**ASSIGNMENT**
Your answer should restate each line of the data below word for word.

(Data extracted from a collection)
▶
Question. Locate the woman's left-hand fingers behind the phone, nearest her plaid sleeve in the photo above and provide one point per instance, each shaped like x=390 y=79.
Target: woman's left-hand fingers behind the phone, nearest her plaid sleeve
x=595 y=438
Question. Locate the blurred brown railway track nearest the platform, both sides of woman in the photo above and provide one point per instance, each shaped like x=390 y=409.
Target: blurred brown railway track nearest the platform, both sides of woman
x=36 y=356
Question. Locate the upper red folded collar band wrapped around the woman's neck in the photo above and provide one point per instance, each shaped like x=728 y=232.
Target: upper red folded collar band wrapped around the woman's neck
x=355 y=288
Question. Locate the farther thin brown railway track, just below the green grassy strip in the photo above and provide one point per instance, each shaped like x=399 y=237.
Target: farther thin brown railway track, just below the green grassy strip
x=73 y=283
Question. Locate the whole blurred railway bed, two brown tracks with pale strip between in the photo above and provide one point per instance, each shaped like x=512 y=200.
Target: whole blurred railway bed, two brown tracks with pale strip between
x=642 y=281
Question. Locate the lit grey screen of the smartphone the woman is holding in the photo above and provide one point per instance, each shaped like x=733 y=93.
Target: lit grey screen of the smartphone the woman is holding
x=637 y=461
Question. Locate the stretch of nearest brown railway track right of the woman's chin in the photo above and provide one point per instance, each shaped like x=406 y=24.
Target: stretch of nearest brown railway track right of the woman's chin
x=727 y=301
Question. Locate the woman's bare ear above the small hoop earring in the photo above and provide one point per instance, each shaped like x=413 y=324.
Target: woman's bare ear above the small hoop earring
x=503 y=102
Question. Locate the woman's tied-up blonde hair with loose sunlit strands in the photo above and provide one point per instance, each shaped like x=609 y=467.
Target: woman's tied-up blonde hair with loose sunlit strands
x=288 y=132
◀
**ANSWER TO THIS EXERCISE**
Question. Locate the woman's left-hand fingers behind the phone, nearest her plaid sleeve in the photo above and provide one point per instance, each shaped like x=390 y=79.
Target: woman's left-hand fingers behind the phone, nearest her plaid sleeve
x=595 y=438
Question. Locate the blurred brown railway track nearest the platform, both sides of woman in the photo above and provide one point per instance, each shaped like x=390 y=409.
Target: blurred brown railway track nearest the platform, both sides of woman
x=36 y=356
Question. Locate the upper red folded collar band wrapped around the woman's neck in the photo above and provide one point per instance, each shaped like x=728 y=232.
Target: upper red folded collar band wrapped around the woman's neck
x=355 y=288
Question. Locate the farther thin brown railway track, just below the green grassy strip in the photo above and provide one point per instance, each shaped like x=399 y=237.
Target: farther thin brown railway track, just below the green grassy strip
x=73 y=283
Question. Locate the whole blurred railway bed, two brown tracks with pale strip between in the photo above and provide one point per instance, each shaped like x=512 y=200.
Target: whole blurred railway bed, two brown tracks with pale strip between
x=642 y=281
Question. Locate the lit grey screen of the smartphone the woman is holding in the photo above and provide one point per instance, each shaped like x=733 y=93.
Target: lit grey screen of the smartphone the woman is holding
x=637 y=461
Question. Locate the stretch of nearest brown railway track right of the woman's chin in the photo above and provide one point per instance, each shaped like x=406 y=24.
Target: stretch of nearest brown railway track right of the woman's chin
x=727 y=301
Question. Locate the woman's bare ear above the small hoop earring in the photo above and provide one point per instance, each shaped like x=413 y=324.
Target: woman's bare ear above the small hoop earring
x=503 y=102
Question. Locate the woman's tied-up blonde hair with loose sunlit strands in the photo above and provide one point per instance, each shaped like x=609 y=467.
Target: woman's tied-up blonde hair with loose sunlit strands
x=288 y=132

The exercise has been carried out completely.